== Records supplied ==
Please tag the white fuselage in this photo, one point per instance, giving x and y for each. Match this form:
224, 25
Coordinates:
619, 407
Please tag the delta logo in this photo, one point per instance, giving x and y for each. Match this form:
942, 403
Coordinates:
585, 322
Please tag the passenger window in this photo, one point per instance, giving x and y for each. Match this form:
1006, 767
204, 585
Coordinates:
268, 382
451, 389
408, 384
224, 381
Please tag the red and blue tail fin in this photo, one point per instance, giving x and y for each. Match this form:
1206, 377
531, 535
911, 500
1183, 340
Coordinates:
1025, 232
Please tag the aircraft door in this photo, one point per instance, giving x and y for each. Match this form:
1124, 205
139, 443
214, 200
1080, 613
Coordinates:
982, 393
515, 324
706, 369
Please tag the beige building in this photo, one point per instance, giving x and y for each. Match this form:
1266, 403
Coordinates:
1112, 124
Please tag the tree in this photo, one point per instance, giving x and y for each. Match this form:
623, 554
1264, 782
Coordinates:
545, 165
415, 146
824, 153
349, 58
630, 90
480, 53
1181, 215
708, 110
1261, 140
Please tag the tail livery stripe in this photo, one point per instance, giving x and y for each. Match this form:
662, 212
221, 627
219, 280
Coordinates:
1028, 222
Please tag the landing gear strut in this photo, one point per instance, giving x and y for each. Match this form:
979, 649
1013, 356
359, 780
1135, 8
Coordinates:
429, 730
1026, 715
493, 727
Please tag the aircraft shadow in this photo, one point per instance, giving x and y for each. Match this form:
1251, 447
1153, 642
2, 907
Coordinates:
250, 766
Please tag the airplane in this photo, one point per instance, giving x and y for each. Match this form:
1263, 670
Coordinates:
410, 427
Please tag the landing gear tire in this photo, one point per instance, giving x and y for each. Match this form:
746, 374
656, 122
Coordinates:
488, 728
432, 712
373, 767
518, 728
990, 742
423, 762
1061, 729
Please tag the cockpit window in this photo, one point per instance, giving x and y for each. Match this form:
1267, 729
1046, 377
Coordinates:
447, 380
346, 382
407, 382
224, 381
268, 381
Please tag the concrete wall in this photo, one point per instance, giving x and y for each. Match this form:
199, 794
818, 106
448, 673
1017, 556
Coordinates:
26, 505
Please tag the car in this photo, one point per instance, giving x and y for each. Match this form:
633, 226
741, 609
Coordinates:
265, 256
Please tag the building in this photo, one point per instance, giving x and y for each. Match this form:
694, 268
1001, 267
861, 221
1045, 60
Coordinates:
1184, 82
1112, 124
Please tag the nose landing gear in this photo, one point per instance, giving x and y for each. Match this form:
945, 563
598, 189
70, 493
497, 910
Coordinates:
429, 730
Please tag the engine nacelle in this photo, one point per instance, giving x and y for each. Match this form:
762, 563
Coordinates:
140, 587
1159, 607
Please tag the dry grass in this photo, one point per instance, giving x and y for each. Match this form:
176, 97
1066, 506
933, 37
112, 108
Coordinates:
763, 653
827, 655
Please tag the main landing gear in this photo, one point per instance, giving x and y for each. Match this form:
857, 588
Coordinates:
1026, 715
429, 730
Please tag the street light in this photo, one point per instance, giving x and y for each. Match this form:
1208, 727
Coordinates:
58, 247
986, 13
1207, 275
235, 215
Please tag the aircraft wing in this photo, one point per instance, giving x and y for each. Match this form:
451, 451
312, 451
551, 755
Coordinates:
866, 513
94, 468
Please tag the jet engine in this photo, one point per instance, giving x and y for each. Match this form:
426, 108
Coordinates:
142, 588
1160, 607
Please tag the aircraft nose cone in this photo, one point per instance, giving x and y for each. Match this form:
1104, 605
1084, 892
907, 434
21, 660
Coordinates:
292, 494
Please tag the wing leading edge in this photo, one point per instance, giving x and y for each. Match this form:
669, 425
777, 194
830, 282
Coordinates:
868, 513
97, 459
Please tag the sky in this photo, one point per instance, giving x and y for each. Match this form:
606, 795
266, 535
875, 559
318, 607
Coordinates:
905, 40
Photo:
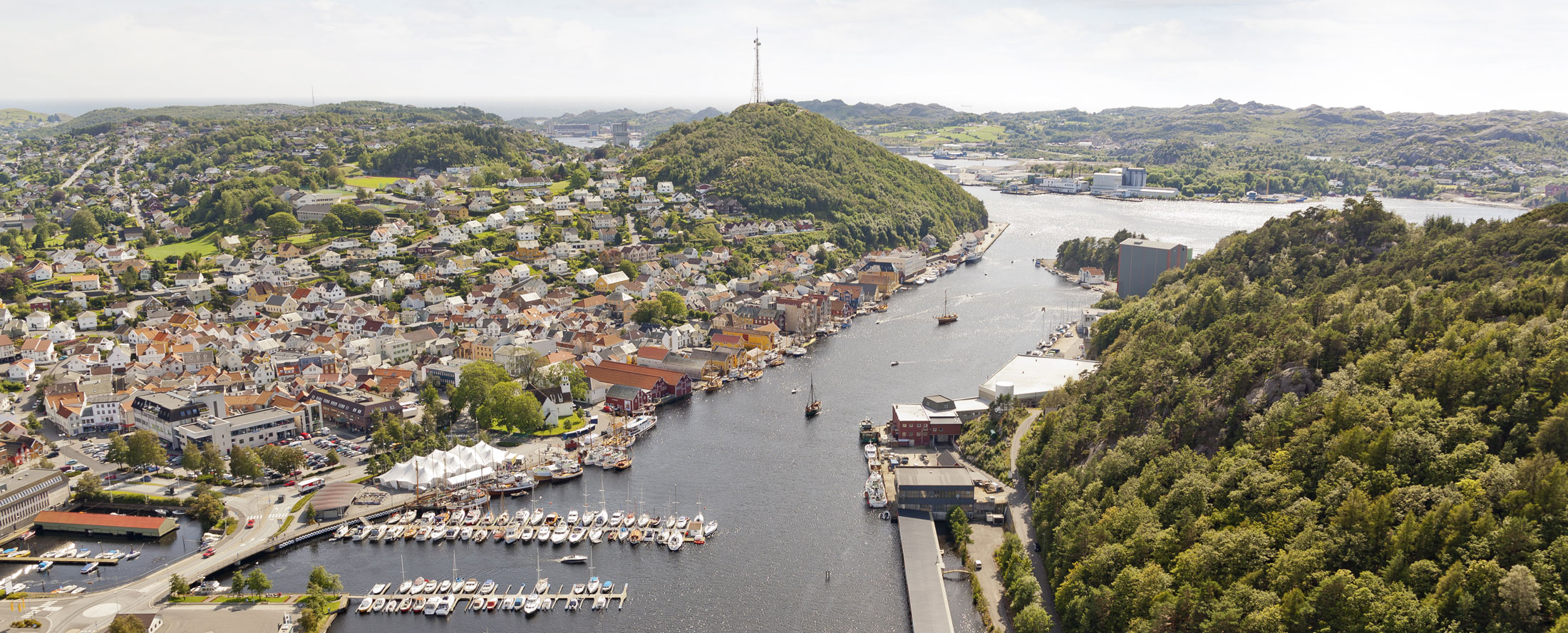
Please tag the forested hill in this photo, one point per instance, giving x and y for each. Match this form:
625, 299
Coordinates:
1334, 423
783, 162
104, 120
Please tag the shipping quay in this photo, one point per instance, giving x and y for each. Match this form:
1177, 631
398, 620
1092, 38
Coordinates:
922, 572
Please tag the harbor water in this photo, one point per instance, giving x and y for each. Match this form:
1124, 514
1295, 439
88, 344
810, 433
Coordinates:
797, 549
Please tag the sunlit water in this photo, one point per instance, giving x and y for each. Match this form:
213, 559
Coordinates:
786, 491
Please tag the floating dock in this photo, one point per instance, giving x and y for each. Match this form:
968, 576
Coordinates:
463, 602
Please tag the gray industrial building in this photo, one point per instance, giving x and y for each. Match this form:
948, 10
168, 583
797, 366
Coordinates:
1140, 262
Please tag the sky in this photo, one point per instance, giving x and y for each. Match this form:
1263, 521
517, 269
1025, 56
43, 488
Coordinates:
542, 58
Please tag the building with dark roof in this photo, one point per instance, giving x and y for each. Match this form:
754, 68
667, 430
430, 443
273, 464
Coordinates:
105, 524
354, 408
27, 493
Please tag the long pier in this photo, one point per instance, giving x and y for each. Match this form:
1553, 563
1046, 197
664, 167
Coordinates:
466, 600
36, 560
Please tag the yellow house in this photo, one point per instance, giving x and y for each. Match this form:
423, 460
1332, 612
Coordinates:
609, 282
763, 337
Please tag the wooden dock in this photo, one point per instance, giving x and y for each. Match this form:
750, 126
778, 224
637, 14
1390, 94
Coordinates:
463, 602
57, 560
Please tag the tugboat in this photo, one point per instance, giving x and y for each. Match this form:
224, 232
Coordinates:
947, 315
814, 405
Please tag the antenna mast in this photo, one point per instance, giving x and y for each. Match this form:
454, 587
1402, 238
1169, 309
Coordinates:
756, 73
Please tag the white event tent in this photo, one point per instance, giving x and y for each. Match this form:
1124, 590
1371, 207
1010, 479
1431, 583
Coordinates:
450, 468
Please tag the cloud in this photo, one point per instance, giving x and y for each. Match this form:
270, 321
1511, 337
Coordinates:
998, 56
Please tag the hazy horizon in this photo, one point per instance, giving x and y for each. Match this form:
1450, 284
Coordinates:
1010, 56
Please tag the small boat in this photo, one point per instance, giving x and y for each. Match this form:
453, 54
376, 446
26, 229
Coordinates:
813, 405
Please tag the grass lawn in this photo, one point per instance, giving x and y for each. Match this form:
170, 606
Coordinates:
573, 423
371, 182
205, 245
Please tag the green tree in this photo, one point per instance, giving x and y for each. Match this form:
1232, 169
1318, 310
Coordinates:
212, 461
629, 268
83, 227
283, 223
673, 306
207, 508
145, 448
475, 384
324, 580
257, 582
1032, 619
118, 450
90, 488
284, 460
192, 458
649, 311
245, 463
126, 624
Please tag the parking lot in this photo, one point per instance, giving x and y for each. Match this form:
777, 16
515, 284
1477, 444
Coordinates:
90, 455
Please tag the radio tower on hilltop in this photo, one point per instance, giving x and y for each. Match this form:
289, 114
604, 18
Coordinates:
756, 73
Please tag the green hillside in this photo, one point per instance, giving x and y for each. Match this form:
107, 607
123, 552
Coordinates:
781, 160
18, 115
1334, 423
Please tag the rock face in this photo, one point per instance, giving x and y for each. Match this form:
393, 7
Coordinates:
1291, 380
===
When you repeat the records, reproduce each line exactly and drop the images.

Please tag the white fuselage in this photo, one point per instance, giving x and y for each. Match this form:
224, 25
Coordinates:
619, 407
Please tag the delta logo in this photo, one point per instance, giving x and y for each. Match this form:
942, 403
Coordinates:
585, 322
Please tag the passenger window in this photo, one point per instance, giving x and y for each. Match this form:
1006, 767
204, 585
Coordinates:
268, 382
451, 389
408, 384
224, 381
Please tag the red and blue tail fin in this photo, one point per instance, giving x and y for each. Match this form:
1206, 377
531, 535
911, 500
1183, 340
Coordinates:
1025, 232
Please tag the aircraft door in this photo, one point per instance, giving x and y for each. Match this form:
1124, 205
139, 443
214, 200
1080, 613
Coordinates:
982, 393
515, 324
706, 369
Please tag the beige building in this photo, one point per instance, giving x and y for each. Match this form:
1266, 403
Coordinates:
1112, 124
Please tag the tree in this photo, one point per instance, giving x and y for each. Match this form:
623, 554
1264, 782
Coordinates:
545, 165
415, 146
824, 153
349, 58
630, 90
480, 53
1181, 215
708, 110
1261, 140
Please tag the tail livery stripe in this photo, one point per instance, giving x and y for each. Match this form:
662, 212
221, 627
219, 280
Coordinates:
1028, 222
Please tag the landing gear strut in this photo, one point per instance, giving x and y for each. Match this form:
979, 649
1013, 356
359, 780
1135, 8
Coordinates:
429, 730
1026, 715
493, 727
Please tag the aircraft shadow in this photo, one point per instance, giving x and y for each. Match this form:
1251, 447
1153, 642
2, 907
Coordinates:
250, 766
Please tag the airplane in this photo, one point per instance, giving x and y for each. Match this form:
1263, 670
Coordinates:
410, 427
Please tag the landing gear tire in this photo, one point per instance, giving x and y for each. Match this form:
746, 374
656, 122
Coordinates:
488, 728
432, 712
373, 767
518, 728
990, 742
423, 762
1061, 729
Please tag the cockpit window in this photo, one point per instance, giving x and y for each. Match this form:
1267, 729
1046, 377
Coordinates:
447, 380
346, 382
407, 382
224, 381
268, 381
Please tag the concrete wall in this photo, one point per instance, giving x and y for each. Match this form:
199, 794
818, 106
448, 673
1017, 556
Coordinates:
26, 505
Please tag the car in this photo, one point per instance, giving x and y for each. Match this form:
633, 226
741, 609
Coordinates:
265, 256
Please tag the building in this photo, one point per instance, giving x and y for each. Match this form:
694, 268
1001, 267
861, 221
1045, 60
Coordinates:
1184, 82
1112, 124
Please tag the nose landing gear in this photo, one point per instance, giving x and y for each. Match this form:
945, 563
598, 189
70, 493
497, 910
Coordinates:
429, 730
Please tag the engine nacelle in this photo, one point per instance, giving x and y for each. Match this form:
762, 563
Coordinates:
140, 587
1159, 607
Please tag the dry grass in this photo, one point per instance, giving x and y for each. Match this form:
176, 97
1066, 506
933, 37
112, 108
Coordinates:
763, 653
827, 655
Please tag the main landing gear in this photo, one point per instance, giving x and y for each. Match this form:
857, 588
Coordinates:
1026, 715
429, 730
Please tag the street light in this photo, one point per instance, giving x and y for each. Match this form:
1208, 727
Coordinates:
58, 247
986, 13
1207, 275
235, 215
Please tag the aircraft wing in this photo, one point per instance, giving x and y for each. Match this form:
451, 451
312, 451
551, 755
Coordinates:
866, 513
94, 468
Please tag the jet engine in this photo, one point per instance, giving x and y for each. Match this form:
426, 108
Coordinates:
142, 588
1160, 607
Please tag the aircraft nose cone in this photo, one point per instance, giving x and y for each. Match this form:
1104, 605
1084, 892
907, 434
21, 660
Coordinates:
292, 494
Please tag the wing leading edge in this photo, one point per instance, giving x and y for each. Match this form:
669, 425
777, 194
830, 282
Coordinates:
868, 513
97, 459
Please tag the sky in this photo, one point per instance, giving x and y for each. Match this form:
606, 795
266, 535
875, 559
318, 607
Coordinates:
905, 40
Photo:
Please tag the forested hill in this photo, one point per instance, giving x and y for each. Match this form:
625, 299
Coordinates:
1334, 423
783, 162
104, 120
Please tag the shipping quay in this photo, one point per instance, giving x and y for each. Match this form:
1177, 631
398, 620
1092, 38
Coordinates:
922, 572
Please tag the harbor water in this photo, one point per instance, giving x and y for each. Match this form:
1124, 514
1295, 439
88, 344
810, 433
Coordinates:
797, 549
Please tag the sunlit water in this photo, one point per instance, giving x and y for each. Match this form:
213, 559
Coordinates:
786, 491
Please tag the floating dock in this photo, one point per instance, giving x and y for each. Match this form:
968, 576
Coordinates:
463, 602
Please tag the gray industrial building in this photo, one point per instance, giving x and y for each. Match this form:
948, 10
168, 583
797, 366
Coordinates:
1140, 262
Please tag the sky in this photo, one point per instance, giving x and y for each. Match this form:
1263, 521
517, 269
1025, 56
43, 488
Coordinates:
542, 58
Please tag the building with dark roof in this photo, one point per instance, giving x and y for each. Match this form:
754, 68
667, 430
430, 443
273, 464
Coordinates:
105, 524
354, 408
27, 493
Please tag the long pier in this photo, one point per instance, giving x and y for each. Match this form:
1553, 563
1046, 197
664, 167
Coordinates:
466, 600
36, 560
Please tag the yellow house in this photo, one point per instance, giving x and y for each. Match this form:
423, 460
1332, 612
Coordinates:
609, 282
763, 337
Please tag the wooden dock in this photo, one point per instance, giving x and y for each. Match this form:
750, 126
778, 224
637, 14
1390, 94
Coordinates:
463, 602
57, 560
Please tag the tugboat in this photo, one point per instance, giving x and y for each. Match this form:
224, 232
Coordinates:
947, 315
814, 405
Please tag the antenna mast in this photo, one point per instance, giving x and y for each. Match this form:
454, 587
1402, 238
1169, 309
Coordinates:
756, 73
Please tag the white event tent in this photo, one point per instance, giving x and y for each. Match this form:
1124, 590
1371, 207
1010, 479
1431, 583
Coordinates:
450, 468
Please tag the cloud in this photo, one point per instance, giving x and y for each. Match this form:
270, 321
1511, 337
Coordinates:
998, 56
Please tag the hazy horizon in this photo, one point per instance, giving x and y for each. Match this form:
1450, 284
Coordinates:
1010, 56
Please tag the small boat in this photo, one point per instance, giving x and y for each. Match this form:
453, 54
376, 446
26, 229
Coordinates:
813, 405
Please tag the grass lawn in this photo, one point per instance, giving x and y for each. Match this form:
170, 606
Coordinates:
573, 423
371, 182
205, 245
Please tag the green tree in this photo, one point per instance, giving x and y for each. Match this form:
1232, 169
1318, 310
Coordinates:
212, 461
629, 268
83, 227
283, 223
673, 306
207, 508
145, 448
475, 384
324, 580
257, 582
1032, 619
118, 450
90, 488
284, 460
192, 458
649, 311
245, 463
126, 624
Please tag the parking lot in this photo, one point per instance, giving x and y for each. Match this form:
777, 16
515, 284
1477, 444
Coordinates:
90, 455
Please tag the radio tower on hilltop in this photo, one point per instance, giving x and y for each. Match this form:
289, 114
604, 18
Coordinates:
756, 73
Please tag the green hillside in this photo, one point per instance, giving x and y for each. Match this form:
107, 607
123, 552
Coordinates:
781, 160
18, 115
1334, 423
Please tag the rock face in this photo, one point per instance, giving x and y for each. Match this form:
393, 7
Coordinates:
1291, 380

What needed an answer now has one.